> [Task to complete]
Whenever the string "face" turns up in a line of the data below, copy that line.

> [Data shown]

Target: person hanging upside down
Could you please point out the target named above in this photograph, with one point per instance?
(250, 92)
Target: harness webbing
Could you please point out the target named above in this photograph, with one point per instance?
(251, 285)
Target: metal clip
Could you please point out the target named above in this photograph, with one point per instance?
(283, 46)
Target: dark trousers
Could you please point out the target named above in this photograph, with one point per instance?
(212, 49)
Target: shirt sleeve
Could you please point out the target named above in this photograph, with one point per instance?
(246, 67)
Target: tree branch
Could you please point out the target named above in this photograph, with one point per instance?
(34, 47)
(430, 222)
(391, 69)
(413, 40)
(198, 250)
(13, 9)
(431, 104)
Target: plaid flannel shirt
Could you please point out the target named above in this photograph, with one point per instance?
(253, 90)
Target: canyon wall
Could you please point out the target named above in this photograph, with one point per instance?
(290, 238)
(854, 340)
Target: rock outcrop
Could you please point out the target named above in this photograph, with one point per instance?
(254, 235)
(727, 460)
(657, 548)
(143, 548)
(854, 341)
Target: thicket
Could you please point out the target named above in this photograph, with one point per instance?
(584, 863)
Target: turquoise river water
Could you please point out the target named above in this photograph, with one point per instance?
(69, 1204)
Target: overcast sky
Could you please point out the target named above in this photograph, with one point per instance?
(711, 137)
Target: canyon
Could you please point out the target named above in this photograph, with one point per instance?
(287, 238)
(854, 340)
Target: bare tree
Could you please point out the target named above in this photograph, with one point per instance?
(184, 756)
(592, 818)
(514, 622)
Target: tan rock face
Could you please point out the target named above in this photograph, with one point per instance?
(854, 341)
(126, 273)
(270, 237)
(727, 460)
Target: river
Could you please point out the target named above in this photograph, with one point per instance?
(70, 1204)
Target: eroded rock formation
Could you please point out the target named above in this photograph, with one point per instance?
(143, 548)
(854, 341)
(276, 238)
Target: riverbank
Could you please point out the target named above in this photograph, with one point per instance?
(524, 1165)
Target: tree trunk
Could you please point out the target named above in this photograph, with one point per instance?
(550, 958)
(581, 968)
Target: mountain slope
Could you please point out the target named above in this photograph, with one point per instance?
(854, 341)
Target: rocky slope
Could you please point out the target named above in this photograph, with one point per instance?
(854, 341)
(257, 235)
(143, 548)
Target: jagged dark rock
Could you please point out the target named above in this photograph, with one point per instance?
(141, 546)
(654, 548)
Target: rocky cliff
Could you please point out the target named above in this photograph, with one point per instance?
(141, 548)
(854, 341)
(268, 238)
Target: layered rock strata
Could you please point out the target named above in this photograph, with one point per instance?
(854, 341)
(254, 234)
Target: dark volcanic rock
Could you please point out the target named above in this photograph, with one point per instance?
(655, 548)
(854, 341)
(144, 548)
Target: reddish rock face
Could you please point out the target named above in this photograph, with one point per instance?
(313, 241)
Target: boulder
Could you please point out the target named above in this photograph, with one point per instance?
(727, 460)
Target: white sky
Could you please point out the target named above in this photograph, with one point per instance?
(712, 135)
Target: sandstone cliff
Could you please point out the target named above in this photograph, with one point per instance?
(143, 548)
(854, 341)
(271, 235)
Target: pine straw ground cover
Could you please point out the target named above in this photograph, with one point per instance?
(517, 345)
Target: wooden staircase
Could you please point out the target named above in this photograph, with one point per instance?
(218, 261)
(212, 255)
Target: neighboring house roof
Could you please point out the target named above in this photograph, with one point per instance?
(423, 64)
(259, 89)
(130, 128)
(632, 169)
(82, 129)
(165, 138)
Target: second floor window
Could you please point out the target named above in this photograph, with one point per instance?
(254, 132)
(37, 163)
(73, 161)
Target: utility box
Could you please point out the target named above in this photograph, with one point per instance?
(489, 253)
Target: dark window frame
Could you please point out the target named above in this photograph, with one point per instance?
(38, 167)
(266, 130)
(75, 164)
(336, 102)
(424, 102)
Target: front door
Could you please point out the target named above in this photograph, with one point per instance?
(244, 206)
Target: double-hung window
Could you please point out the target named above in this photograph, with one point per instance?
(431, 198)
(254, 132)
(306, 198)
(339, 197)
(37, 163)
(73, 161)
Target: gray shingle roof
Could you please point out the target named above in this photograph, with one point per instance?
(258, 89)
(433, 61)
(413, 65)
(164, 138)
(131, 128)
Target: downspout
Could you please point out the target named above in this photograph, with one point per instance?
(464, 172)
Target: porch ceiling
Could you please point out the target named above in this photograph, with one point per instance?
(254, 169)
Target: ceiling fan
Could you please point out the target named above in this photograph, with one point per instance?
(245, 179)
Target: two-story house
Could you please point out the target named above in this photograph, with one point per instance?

> [Result]
Target: tan rock face
Target: reddish rock face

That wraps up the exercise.